### Region annotation items

START

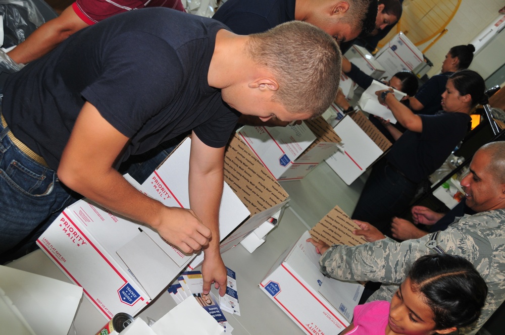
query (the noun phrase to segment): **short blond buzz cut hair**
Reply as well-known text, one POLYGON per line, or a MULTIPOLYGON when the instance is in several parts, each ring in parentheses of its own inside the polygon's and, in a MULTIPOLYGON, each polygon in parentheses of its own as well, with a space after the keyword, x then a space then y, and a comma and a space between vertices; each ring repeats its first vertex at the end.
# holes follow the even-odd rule
POLYGON ((341 73, 342 54, 333 38, 310 24, 293 21, 250 35, 246 50, 279 84, 273 101, 292 113, 315 118, 330 106, 341 73))

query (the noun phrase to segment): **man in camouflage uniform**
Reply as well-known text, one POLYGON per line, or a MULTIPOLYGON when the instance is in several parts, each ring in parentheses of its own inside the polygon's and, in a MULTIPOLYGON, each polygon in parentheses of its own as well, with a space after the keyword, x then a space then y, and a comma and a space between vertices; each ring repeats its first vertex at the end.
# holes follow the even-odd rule
POLYGON ((434 252, 462 256, 474 264, 489 289, 480 318, 473 326, 462 329, 461 333, 476 333, 505 300, 505 142, 483 146, 470 167, 461 185, 467 204, 477 214, 457 217, 444 231, 401 243, 366 222, 360 222, 367 231, 361 235, 375 242, 329 247, 311 239, 322 255, 321 272, 342 280, 381 282, 368 301, 389 301, 421 256, 434 252))

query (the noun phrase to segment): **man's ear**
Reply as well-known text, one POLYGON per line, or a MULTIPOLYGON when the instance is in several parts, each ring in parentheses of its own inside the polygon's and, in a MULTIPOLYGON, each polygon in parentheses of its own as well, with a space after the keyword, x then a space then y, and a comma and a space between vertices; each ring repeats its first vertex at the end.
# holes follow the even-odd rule
POLYGON ((260 91, 277 91, 279 89, 279 84, 273 78, 264 77, 258 78, 249 83, 249 88, 259 88, 260 91))
POLYGON ((458 330, 458 328, 456 327, 451 327, 450 328, 447 328, 447 329, 442 329, 439 330, 435 330, 435 332, 437 334, 448 334, 452 332, 453 331, 456 331, 458 330))
POLYGON ((500 194, 500 198, 501 199, 505 199, 505 184, 500 184, 499 185, 499 190, 501 192, 500 194))
POLYGON ((331 8, 331 15, 344 14, 349 10, 349 3, 346 1, 337 1, 333 4, 331 8))

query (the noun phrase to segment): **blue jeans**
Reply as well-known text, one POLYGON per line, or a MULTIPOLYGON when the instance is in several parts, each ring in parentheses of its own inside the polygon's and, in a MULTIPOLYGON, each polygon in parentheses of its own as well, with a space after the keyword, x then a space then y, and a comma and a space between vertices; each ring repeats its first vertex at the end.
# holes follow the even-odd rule
POLYGON ((352 218, 368 222, 391 236, 391 219, 408 209, 418 186, 386 164, 384 157, 374 166, 352 218))
POLYGON ((0 264, 34 249, 34 242, 80 196, 12 144, 0 124, 0 264))

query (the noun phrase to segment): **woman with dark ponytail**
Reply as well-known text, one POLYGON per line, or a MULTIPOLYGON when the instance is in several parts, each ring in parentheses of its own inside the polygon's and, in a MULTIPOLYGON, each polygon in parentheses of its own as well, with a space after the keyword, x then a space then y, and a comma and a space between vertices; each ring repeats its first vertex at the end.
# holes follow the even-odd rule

END

### WHAT IS ASKED
Please rewrite all the rows above with "query" replaced by "prompt" and nothing else changed. Leave the pictures out of your version.

### COMPLETE ANSWER
prompt (the noun phrase to segment): **short blond buzz cut hair**
Reply as well-known text, one POLYGON per line, or a MULTIPOLYGON when the instance is in several parts, each ring in parentheses of its own inside the polygon's and, in a MULTIPOLYGON, each polygon in parentheses of its own as well, with a space after the keyword, x then a space then y, and a comma and a space between vertices; each ring repeats its first vertex at the end.
# holes follow the even-odd rule
POLYGON ((341 73, 342 54, 333 38, 310 24, 293 21, 250 35, 246 50, 279 84, 273 101, 292 113, 315 118, 330 106, 341 73))

prompt (the noun phrase to segment): **man in camouflage uniform**
Reply as well-known text, one POLYGON per line, or a MULTIPOLYGON when the instance is in several parts, each ring in parentheses of its own inside the polygon's and, in a MULTIPOLYGON, each polygon in parentheses of its own as well, with a space after the keyword, x then a space then y, and a comma and a space between vertices; each ring repeats its first vertex at the end.
# holes follow the even-odd rule
POLYGON ((434 252, 462 256, 474 264, 489 289, 480 318, 473 326, 462 329, 461 333, 476 333, 505 300, 505 142, 483 146, 470 167, 461 185, 467 204, 477 214, 457 217, 444 231, 401 243, 366 222, 360 222, 367 231, 361 235, 375 242, 329 247, 311 239, 322 255, 321 272, 342 280, 381 282, 368 301, 389 301, 421 256, 434 252))

prompt (the noun phrase to segment): **man's ear**
Reply as well-known text, one POLYGON per line, or a MULTIPOLYGON when the instance is in several parts, each ring in parentheses of its own inside the polygon's and, in a MULTIPOLYGON, each polygon in parentheses of its own as well, with a space after the keyword, x then a space then y, and a comma and a space between vertices; each ring repeats its first vertex at the end.
# holes follow the even-odd rule
POLYGON ((260 91, 277 91, 279 89, 279 84, 273 78, 264 77, 258 78, 249 83, 249 88, 259 88, 260 91))
POLYGON ((458 330, 458 328, 456 327, 451 327, 450 328, 447 328, 447 329, 442 329, 439 330, 435 330, 435 332, 437 334, 448 334, 452 332, 453 331, 456 331, 458 330))
POLYGON ((500 194, 500 198, 501 199, 505 199, 505 184, 500 184, 499 185, 499 190, 501 192, 500 194))
POLYGON ((331 8, 331 15, 344 14, 349 10, 349 3, 346 1, 337 1, 333 4, 331 8))

prompt (the noun phrase to segment): **blue jeans**
Reply as well-known text, one POLYGON per line, or a MULTIPOLYGON when the instance is in several parts, each ring in parentheses of its own inside the polygon's and, in a MULTIPOLYGON, each polygon in parentheses of its own as well, with a space after the keyword, x then a space then y, and a comma and a space between vertices; each ring repeats its first vertex at the end.
# holes follow the even-odd rule
POLYGON ((352 218, 368 222, 391 236, 391 219, 408 209, 418 186, 386 164, 384 157, 374 166, 352 218))
POLYGON ((0 264, 34 249, 34 242, 80 196, 12 144, 0 124, 0 264))

prompt (the noun phrase to segment): **woman with dark ponytail**
Reply as well-known text, one POLYGON per line, or a MULTIPOLYGON when the instance is in several parts, each ring in parentheses of its own inside the polygon's and, in a MULTIPOLYGON, each polygon in parentheses of its own as well, with a space after the keyword, x then a space then y, and a comma and a space between vertices; each ring repeats its first vertex at the end.
# holes follow the even-odd rule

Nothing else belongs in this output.